§ Supplied passage
Potential of ultrasonic pulse velocity for evaluating the dimensional stability of oak and chestnut wood
Introduction
As building and engineering materials, wood has the advantages of being economical, low in processing energy, renewable, strong, and aesthetically pleasing. However, some wood characteristics limit its use, among them the swelling and shrinking of wood as it takes up and loses moisture [16]. Dimensional stability is a measure of the extent of swelling or shrinkage resulting from moisture movement in wood below fiber saturation point (FSP). Dimensional stability of wood products during use affects their function and service life and is therefore of huge economic value to the forest industry. Dimensional changes of wood caused by sorption are anisotropic and dependent on the anatomical direction of wood [19]. Wood shrinkage also depends on microstructural and molecular features of the cell wall. These include microfibril angle (MFA), the angle at which the cellulose fibrils wind in the cell walls, as well as physical properties of the surrounding matrix. Longitudinal shrinkage of wood is generally quiet small (0.1–0.2% of the green condition when oven dried). This small change is often neglected in the manufacture and subsequent use of the wood products. However, transverse shrinkages in tangential and radial directions are of major importance. Tangentially, wood shrinks from 6% to 12% of the green dimension when dried from green to the oven-dry condition for hardwood [6]; while in the radial direction the corresponding shrinkage is roughly one half of the tangential shrinkage for a given wood specimen. This differential of radial-tangential shrinkage is one of the primary factors causing shape distortion during seasoning of lumber and during ultimate use. This is one of the most important challenges to the hardwood flooring industry where the dimensional stability of the products is critical.
Traditionally shrinkage has been correlated with density [20]. This correlation is not particularly strong and represents a general trend for sound wood of different species [20], [13]. X-ray lumber density scanning is successful in grading structural lumber based on prediction of stiffness and strength, but no shrinkage prediction capability has been established [18]. Some studies investigated the potential of near infrared (NIR) spectroscopy as a tool for shrinkage prediction. It was reported that for 5-year old Eucalyptus urophylla × E. Grandis hybrids, tangential shrinkage could be modeled with 82% accuracy by NIR [1], whereas weak correlations with radial shrinkage (0.45) and longitudinal shrinkage (0.35) precluded similar predictions. For mahogany (Swietenia macrophylla), 63% of the variation in volumetric shrinkage could be predicted by NIR [21]. Neutron imaging is able to simultaneously image moisture and moisture-induced deformation fields with high spatial and temporal resolution [7], [15], [17], [12]. Sanabria et al. [17] reported that applied to the investigation of hygroscopic gradients in softwood growth rings, Adaptive Neutron Radiography Correlation (ANRC) provided an excellent agreement with gravimetric moisture content (0.9% rms error) and optic surface strain measurements (0.5% error). Nuclear magnetic resonance and X-ray radiography also allow visualization of both free water and bound water in wood in submilimeter scale [4].

Entries from a dataset
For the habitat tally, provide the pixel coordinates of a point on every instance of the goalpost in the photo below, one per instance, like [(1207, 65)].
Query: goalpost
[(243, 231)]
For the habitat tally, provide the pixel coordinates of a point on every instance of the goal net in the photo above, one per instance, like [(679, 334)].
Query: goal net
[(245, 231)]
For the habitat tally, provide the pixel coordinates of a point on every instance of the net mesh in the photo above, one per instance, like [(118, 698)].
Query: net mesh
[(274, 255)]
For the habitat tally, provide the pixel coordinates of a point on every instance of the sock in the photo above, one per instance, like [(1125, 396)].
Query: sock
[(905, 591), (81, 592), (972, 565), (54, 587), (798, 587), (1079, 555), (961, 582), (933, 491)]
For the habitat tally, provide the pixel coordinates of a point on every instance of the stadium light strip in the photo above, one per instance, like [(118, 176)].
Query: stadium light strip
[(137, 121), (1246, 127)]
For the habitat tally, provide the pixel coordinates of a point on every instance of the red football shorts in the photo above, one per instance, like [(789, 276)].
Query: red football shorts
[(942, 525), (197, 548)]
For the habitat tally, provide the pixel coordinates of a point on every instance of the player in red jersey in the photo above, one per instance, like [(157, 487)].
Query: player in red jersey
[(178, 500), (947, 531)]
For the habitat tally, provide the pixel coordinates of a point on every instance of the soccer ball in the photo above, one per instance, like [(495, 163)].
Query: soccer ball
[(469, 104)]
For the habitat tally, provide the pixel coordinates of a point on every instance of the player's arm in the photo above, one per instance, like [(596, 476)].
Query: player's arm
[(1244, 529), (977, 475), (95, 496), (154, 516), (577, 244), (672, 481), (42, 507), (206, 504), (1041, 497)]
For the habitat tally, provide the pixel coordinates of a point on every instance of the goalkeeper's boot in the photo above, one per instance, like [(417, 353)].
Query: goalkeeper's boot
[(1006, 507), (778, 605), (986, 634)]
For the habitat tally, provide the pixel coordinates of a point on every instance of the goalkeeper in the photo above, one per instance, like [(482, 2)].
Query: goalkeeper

§ Directions for this task
Continue the passage above on using ultrasonic pulse velocity to assess the dimensional stability of oak and chestnut wood, beginning after its final sentence.

§ Answer below
A number of studies also suggest that acoustic wave techniques may be used to assess the dimensional stability of structural lumber. Wang and Simpson [22] evaluated the potential of acoustic analysis as presorting criteria to identify warp-prone boards before kiln-drying. Dimension lumber (38 × 89 × 2440 mm3) sawn from open-grown small-diameter ponderosa pine trees was acoustically tested lengthwise at green condition. They found that the amount of warp in the form of crook and bow that developed during drying decreased as green board measurements of acoustic speed and dynamic MOE increased and rate of wave attenuation decreased. The results also showed a statistically significant correlation between acoustic properties of the boards and the grade loss because of exceeding warp limits. Ivkovic et al. [10] investigated a range of wood properties that can be measured with relative ease and low cost for their ability to predict wood stiffness, strength, and shrinkage in juvenile wood of radiata pine. With respect to shrinkage prediction, they found that density and MOE had a weak relationship with radial and tangential shrinkages (r2 = 0.13–0.16), while acoustic velocity and MOE had a strong negative non-linear relationship with longitudinal shrinkage of the inner ring samples (r2 = 0.78 and 0.58 respectively). Based on their findings, they recommended that acoustic velocity combined with increment core density be used as practical measurement parameters for predicting stability in young trees.
In a recent paper [5], we reported the findings of a laboratory study on predicting transverse shrinkages of two softwood species (Sitka spruce (Picea sitchensis) and western hemlock (Tsuga heterophylla)) with ultrasonic measurements. Both specific gravity of wood and peak energy of the received ultrasonic signals were not good predictors of radial and tangential shrinkages for Sitka spruce and western hemlock. However, ultrasonic velocity was found to be a significant predictor of transverse shrinkages for both species.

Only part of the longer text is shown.